Skip all lines in the entries below that come before the one containing "Target: hardwood floor". Repeat that line and the rest exactly.

---- DATA FOR THE TASK

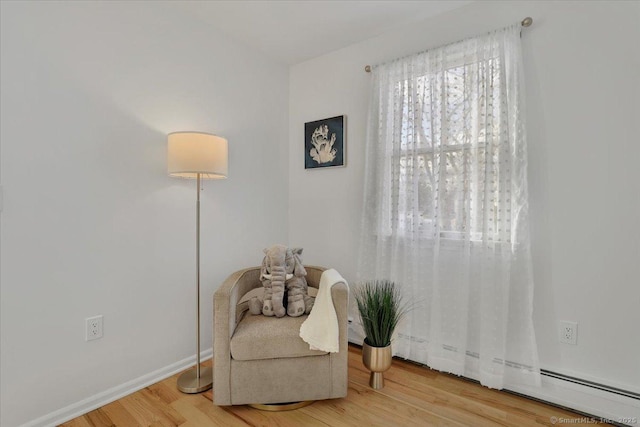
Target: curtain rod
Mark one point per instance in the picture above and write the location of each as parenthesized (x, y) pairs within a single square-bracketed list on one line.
[(526, 22)]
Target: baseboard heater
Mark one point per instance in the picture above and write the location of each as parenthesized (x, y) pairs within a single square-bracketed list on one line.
[(591, 384), (550, 374)]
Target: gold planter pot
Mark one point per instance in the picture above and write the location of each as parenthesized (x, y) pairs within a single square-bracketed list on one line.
[(377, 360)]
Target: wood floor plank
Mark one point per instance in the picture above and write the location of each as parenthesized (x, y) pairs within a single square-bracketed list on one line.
[(413, 396)]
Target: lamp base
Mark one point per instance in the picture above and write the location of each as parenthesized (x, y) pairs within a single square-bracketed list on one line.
[(188, 382)]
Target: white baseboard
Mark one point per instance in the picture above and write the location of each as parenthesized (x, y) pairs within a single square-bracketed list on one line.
[(610, 407), (614, 408), (96, 401)]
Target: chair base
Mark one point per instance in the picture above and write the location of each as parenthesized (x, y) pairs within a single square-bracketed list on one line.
[(277, 407)]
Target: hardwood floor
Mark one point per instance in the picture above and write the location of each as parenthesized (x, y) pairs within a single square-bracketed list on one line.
[(412, 396)]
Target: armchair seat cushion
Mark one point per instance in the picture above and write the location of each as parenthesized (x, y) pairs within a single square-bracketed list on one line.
[(260, 337)]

--------

REPLY:
Target: hardwood floor
Mark one point per instance in the picture above and write the location of each as parenthesized (x, y) pairs within a single square-bracketed list on one line.
[(412, 396)]
Target: armchair seat cushion
Mark one point per instance in the picture above and write the location of each as parenthesized (x, y) pairs within a single square-bracketed list on one line.
[(260, 337)]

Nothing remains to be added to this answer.